## Extracted information
○ ○ ○ ○

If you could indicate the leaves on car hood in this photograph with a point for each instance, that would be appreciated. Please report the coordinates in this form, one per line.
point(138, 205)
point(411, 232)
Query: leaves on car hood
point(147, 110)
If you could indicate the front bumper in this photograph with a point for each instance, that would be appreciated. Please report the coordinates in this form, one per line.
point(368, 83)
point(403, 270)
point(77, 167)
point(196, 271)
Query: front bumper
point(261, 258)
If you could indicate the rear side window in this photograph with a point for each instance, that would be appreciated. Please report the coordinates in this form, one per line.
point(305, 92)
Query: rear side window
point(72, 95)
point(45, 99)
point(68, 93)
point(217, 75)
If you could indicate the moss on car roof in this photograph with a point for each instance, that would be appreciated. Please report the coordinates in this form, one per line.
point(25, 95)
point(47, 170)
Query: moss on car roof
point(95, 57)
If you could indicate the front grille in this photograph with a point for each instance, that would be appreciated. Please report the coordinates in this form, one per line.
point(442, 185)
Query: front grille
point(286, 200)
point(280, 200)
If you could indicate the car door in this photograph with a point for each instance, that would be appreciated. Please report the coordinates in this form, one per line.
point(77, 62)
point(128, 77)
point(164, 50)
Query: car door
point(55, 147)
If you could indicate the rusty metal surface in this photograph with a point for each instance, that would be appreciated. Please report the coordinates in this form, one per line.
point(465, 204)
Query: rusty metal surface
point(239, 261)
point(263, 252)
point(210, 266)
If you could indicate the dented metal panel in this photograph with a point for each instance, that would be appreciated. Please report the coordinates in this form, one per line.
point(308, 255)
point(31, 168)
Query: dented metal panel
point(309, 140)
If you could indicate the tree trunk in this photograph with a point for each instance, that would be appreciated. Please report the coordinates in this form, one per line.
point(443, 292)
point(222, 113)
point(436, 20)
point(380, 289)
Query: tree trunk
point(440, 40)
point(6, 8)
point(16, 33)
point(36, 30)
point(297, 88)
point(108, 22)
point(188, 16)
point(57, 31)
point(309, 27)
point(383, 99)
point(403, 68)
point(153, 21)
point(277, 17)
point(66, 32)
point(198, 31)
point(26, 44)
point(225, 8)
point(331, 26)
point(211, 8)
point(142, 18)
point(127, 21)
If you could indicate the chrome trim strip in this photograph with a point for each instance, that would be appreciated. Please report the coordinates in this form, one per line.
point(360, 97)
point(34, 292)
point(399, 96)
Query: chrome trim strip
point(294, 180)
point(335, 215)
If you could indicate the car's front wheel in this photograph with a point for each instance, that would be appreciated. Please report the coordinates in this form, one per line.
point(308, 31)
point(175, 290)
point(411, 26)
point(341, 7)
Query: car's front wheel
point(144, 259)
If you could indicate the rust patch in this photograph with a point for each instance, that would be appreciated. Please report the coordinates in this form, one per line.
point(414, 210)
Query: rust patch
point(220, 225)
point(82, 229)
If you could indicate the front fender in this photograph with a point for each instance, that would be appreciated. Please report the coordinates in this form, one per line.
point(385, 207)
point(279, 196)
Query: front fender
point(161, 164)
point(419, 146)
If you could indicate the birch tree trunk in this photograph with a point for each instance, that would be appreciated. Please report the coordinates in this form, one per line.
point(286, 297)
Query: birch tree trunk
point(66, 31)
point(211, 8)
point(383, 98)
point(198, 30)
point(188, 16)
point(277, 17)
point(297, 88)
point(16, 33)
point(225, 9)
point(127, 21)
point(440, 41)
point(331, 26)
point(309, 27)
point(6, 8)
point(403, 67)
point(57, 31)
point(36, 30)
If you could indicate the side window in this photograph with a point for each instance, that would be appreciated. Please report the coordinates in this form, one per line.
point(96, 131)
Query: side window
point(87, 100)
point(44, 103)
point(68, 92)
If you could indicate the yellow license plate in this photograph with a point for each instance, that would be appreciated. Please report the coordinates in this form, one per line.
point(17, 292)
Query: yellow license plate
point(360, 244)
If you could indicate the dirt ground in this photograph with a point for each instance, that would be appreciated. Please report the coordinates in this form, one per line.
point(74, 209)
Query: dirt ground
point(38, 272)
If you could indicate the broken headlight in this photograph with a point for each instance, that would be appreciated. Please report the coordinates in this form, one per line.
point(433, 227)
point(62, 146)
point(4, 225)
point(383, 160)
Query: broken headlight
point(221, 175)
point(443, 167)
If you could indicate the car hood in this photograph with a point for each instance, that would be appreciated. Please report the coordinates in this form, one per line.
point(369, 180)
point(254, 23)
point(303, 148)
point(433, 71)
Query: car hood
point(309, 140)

○ ○ ○ ○

## The exercise
Extract every line from the one containing "If you could indicate the dirt" through the last line of the data, inclusive, exactly as written.

## Answer
If you could indicate the dirt ground in this photograph with a point for each instance, that would be appreciated. Please report the coordinates in this form, one per line.
point(74, 209)
Query: dirt ground
point(38, 272)
If you could indicate the broken headlight in this photograph with a point for each instance, that would be appreciated. Please report the coordinates in this form, one per line.
point(433, 227)
point(62, 146)
point(4, 225)
point(383, 160)
Query: broken headlight
point(221, 175)
point(443, 167)
If you could indicate the car hood in this photograph with a point for each instance, that would be appreciated. Please report the coordinates in this form, one per line.
point(369, 180)
point(254, 23)
point(303, 148)
point(433, 71)
Query: car hood
point(309, 140)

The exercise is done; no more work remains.